> _QUOTED PASSAGE_:
BEGIN
15. Antidepressant-associated chronic irritable dysphoria (acid) in bipolar disorder. El-Mallakh, R. Journal of Affective Disorders 84 (2005):267-72.
Antidepressants can induce a “chornic, dysphoric, irritable state” in bipolar patients.
16. The prospective course of rapid-cycling bipolar disorder. Schneck, C. American Journal of Psychiatry 165 (2008):37-7.
In a large NIMH study, “the major predictor of worse outcome was antidepressant use.” These patients were nearly four times more likely than the non-exposed patients to develop rapid-cycling, and twice as likely to have multiple manic or depressive episodes.
D. The Deterioration of Bipolar Outcomes in the Modern Era
In the pre-drug era, bipolar patients were usually asymptomatic between episodes; 85% returned to their usual occupations; and they showed no signs of long-term cognitive decline. Today, bipolar patients are much more symptomatic; only about one-third return to their usual occupations; and they become cognitively impaired over the long term.
17. The long-term natural history of the weekly symptomatic status of bipolar I disorder. Judd, L. Archives of General Psychiatry 59 (2002):530-7.
NIMH researchers report that bipolar I patients are depressed 32% of the time, manic or hypomanic 9% of the time, and have mixed symptoms 6% of the time.
18. A prospective investigation of the natural history of the long-term weekly symptomatic status of bipolar II disorder. Judd, L. Archives of General Psychiatry 60 (2003):261-9.
Bipolar II patients are symptomatic 53% of the time, with depressive symptoms predominating. “The nature of this deceptively ‘milder’ form of manic-depressive illness is so chronic as to seem to fill the entire life,” reported the NIMH researchers.
END
> _TASK REQUIREMENTS_:
**1.** Reproduce the passage from the bipolar disorder reference list, starting with "15. Antidepressant-associated chronic" and going on through "in bipolar patients.".
**2.** In the bipolar disorder reference list, what percentage of bipolar patients in the pre-drug era returned to their usual occupations?
**3.** Resume the bipolar disorder reference list after its last sentence.

> _DATA SUPPLIED_:
BEGIN
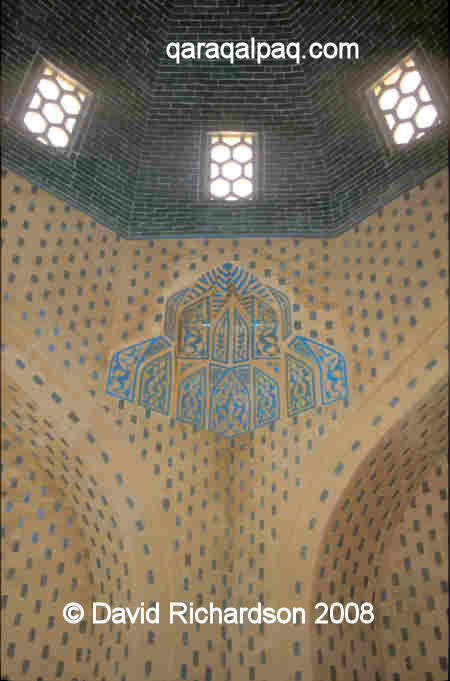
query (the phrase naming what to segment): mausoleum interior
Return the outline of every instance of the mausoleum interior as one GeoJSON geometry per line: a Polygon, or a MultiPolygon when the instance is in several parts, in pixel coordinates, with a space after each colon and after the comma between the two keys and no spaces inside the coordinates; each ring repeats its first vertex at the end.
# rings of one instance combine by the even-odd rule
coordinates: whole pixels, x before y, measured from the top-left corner
{"type": "Polygon", "coordinates": [[[446,681],[445,3],[2,9],[2,680],[446,681]]]}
END
> _RESPONSES BY TASK_:
**1.**
15. Antidepressant-associated chronic irritable dysphoria (acid) in bipolar disorder. El-Mallakh, R. Journal of Affective Disorders 84 (2005):267-72.
Antidepressants can induce a “chornic, dysphoric, irritable state” in bipolar patients.

**2.** 85%

**3.**
19. 12-month outcome of patients with bipolar disorder following hospitalization for a manic or mixed episode. Keck, P. American Journal of Psychiatry 155 (1998):646-52.
University of Cincinnati psychiatrists find that only 24% of their bipolar patients are “functionally recovered” at the end of one year.
20. Demographic and clinical characteristics of individuals in a bipolar disorder case registry. Kupfer, D. Journal of Clinical Psychiatry 63 (2002):120-5.
In a study of 2,839 bipolar patients, University of Pittsburgh researchers found that even though 60% had attended college and 30% had graduated, only one-third were employed.
21. Outpatients with schizophrenia and bipolar I disorder. Dickerson, F. Psychiatry Research 102 (2001):21-27.
Over the long-term, medicated bipolar patients become nearly as cognitively and functionally impaired as medicated schizophrenia patients.
22. Functional impairment and cognition in bipolar disorder . Zarate, C. Psychiatric Quarterly 71 (2000):309-29.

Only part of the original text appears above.